PROVIDED RECORDS:
______________________________
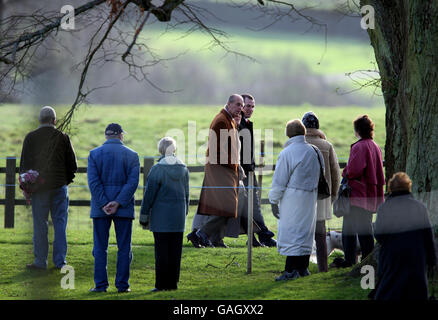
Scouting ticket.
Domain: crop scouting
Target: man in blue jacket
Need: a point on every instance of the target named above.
(113, 174)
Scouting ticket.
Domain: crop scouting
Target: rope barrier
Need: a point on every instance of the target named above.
(142, 187)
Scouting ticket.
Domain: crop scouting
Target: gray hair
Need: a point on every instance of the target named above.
(167, 146)
(47, 114)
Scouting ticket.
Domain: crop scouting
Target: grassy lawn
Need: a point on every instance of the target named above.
(206, 273)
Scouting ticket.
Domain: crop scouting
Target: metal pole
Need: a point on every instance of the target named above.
(11, 163)
(250, 219)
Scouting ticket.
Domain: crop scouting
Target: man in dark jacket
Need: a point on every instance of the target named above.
(407, 246)
(247, 160)
(113, 173)
(49, 152)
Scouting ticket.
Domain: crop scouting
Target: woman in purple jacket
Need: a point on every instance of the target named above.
(364, 173)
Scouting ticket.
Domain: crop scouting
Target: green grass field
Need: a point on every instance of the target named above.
(207, 273)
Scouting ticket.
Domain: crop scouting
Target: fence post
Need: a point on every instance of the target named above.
(148, 162)
(262, 164)
(250, 219)
(11, 163)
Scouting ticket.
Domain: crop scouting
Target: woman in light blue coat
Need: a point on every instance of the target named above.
(163, 210)
(295, 190)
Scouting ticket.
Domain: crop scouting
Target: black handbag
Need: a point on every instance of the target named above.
(323, 188)
(341, 206)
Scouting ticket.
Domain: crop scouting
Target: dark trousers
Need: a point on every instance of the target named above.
(168, 250)
(298, 263)
(214, 228)
(321, 246)
(101, 227)
(264, 233)
(357, 223)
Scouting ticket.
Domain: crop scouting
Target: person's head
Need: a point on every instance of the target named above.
(47, 115)
(235, 104)
(400, 181)
(363, 127)
(295, 128)
(310, 120)
(114, 131)
(248, 105)
(237, 119)
(167, 146)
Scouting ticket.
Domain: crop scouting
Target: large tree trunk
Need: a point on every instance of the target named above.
(405, 42)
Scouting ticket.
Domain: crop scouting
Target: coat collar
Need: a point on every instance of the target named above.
(315, 133)
(47, 125)
(296, 139)
(113, 141)
(399, 193)
(360, 140)
(228, 116)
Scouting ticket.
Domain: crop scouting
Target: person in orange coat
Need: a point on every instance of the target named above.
(219, 195)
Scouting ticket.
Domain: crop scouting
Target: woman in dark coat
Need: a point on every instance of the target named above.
(404, 233)
(164, 209)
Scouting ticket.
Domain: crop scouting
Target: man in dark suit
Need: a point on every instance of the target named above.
(247, 161)
(49, 151)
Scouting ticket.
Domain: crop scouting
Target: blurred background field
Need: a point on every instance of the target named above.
(147, 124)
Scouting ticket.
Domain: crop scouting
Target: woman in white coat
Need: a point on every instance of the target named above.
(295, 190)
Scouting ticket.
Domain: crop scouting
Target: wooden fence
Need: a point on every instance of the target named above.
(11, 170)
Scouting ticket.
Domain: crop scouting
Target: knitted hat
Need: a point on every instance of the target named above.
(310, 120)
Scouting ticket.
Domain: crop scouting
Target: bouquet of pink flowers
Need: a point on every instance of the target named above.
(29, 182)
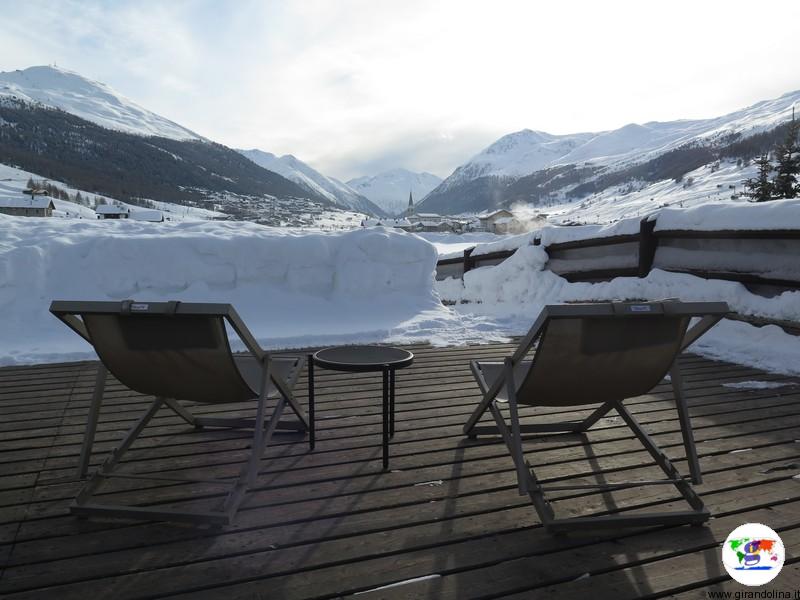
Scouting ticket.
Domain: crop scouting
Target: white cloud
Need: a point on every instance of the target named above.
(355, 85)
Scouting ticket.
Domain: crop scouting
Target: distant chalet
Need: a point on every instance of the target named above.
(112, 211)
(37, 206)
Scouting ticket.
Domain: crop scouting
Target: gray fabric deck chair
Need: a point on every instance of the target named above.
(596, 355)
(180, 351)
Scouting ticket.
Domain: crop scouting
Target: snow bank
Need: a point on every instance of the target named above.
(515, 291)
(450, 245)
(777, 214)
(551, 234)
(292, 289)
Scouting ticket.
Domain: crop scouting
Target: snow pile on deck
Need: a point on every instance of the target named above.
(292, 288)
(515, 291)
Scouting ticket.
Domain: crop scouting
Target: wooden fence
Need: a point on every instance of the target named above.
(766, 261)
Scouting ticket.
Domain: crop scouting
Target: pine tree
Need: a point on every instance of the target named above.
(788, 158)
(760, 188)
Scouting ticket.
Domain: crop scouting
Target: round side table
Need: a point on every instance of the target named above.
(363, 359)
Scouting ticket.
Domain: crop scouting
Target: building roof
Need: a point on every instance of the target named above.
(111, 209)
(372, 222)
(495, 213)
(36, 202)
(146, 214)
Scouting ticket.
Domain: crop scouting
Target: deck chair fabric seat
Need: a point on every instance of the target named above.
(179, 352)
(595, 356)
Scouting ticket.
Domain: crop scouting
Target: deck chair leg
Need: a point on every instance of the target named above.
(182, 412)
(594, 417)
(526, 478)
(516, 435)
(283, 390)
(483, 405)
(250, 471)
(91, 425)
(661, 459)
(110, 463)
(686, 424)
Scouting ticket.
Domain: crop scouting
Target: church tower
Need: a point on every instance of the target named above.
(410, 209)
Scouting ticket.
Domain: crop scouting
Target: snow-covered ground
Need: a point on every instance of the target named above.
(299, 287)
(293, 288)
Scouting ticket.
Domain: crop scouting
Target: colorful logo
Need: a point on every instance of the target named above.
(753, 554)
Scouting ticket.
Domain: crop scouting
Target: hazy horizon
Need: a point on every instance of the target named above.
(354, 88)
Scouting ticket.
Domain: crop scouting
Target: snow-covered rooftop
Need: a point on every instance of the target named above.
(35, 202)
(111, 209)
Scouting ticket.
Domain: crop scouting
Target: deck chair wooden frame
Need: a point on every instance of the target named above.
(205, 354)
(507, 383)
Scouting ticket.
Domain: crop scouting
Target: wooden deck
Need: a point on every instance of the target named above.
(447, 516)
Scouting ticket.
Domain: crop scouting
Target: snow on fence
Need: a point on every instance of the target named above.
(756, 248)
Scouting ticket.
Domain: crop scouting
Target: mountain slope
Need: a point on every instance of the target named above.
(480, 183)
(64, 147)
(390, 189)
(302, 174)
(89, 100)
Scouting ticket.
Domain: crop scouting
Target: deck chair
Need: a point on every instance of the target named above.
(596, 355)
(179, 351)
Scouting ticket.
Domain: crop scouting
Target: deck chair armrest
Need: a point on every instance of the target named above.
(70, 320)
(699, 329)
(244, 334)
(533, 334)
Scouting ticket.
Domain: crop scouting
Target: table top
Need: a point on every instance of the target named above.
(363, 358)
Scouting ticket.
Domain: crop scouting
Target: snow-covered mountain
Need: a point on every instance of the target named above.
(296, 170)
(524, 153)
(87, 99)
(390, 189)
(98, 140)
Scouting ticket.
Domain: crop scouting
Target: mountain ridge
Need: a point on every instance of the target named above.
(389, 189)
(301, 173)
(527, 152)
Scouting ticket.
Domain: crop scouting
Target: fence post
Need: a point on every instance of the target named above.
(648, 242)
(468, 262)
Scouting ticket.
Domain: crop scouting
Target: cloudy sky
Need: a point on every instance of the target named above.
(357, 86)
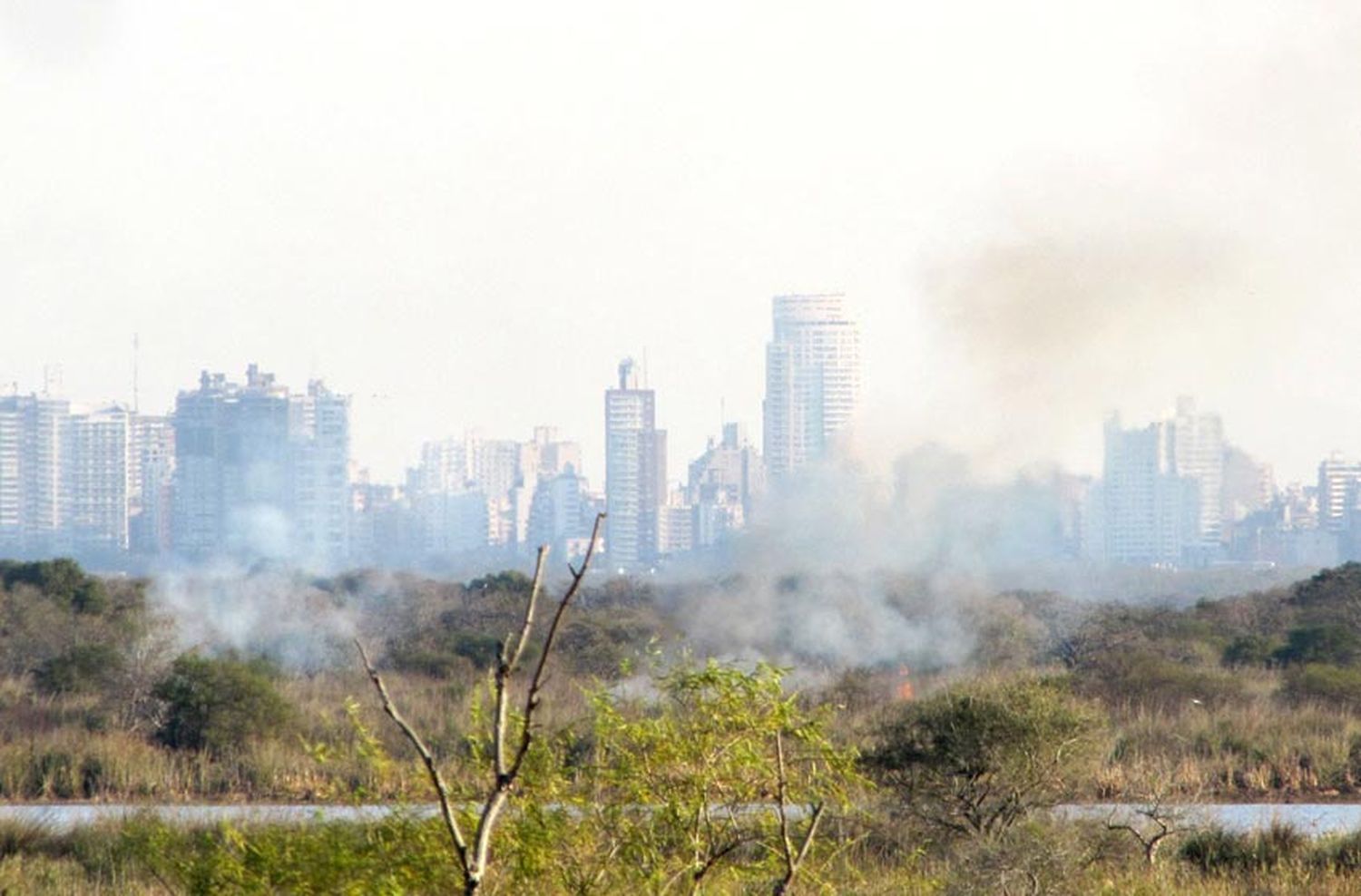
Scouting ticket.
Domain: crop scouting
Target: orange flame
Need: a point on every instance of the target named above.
(904, 689)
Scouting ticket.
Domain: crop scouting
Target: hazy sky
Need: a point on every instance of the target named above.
(465, 214)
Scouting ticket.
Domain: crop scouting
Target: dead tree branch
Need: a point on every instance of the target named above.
(474, 860)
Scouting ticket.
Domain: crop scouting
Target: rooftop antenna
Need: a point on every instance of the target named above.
(51, 377)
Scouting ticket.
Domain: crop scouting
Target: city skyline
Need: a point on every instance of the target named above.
(446, 231)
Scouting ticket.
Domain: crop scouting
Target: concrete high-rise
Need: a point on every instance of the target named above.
(152, 463)
(1198, 453)
(634, 472)
(1150, 514)
(261, 472)
(95, 449)
(1339, 492)
(813, 380)
(32, 493)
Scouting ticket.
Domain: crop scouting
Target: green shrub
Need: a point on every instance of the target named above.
(1219, 852)
(62, 580)
(1334, 645)
(977, 757)
(1249, 650)
(81, 669)
(1327, 684)
(218, 703)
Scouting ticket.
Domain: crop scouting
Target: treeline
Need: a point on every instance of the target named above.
(653, 770)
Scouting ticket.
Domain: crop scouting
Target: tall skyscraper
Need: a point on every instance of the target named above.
(813, 380)
(260, 471)
(95, 482)
(152, 463)
(1198, 453)
(32, 506)
(1339, 492)
(634, 472)
(724, 482)
(1150, 511)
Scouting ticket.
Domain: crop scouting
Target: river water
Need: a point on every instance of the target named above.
______________________________
How many of the lines above contain the word "white"? Reply with the number alone.

2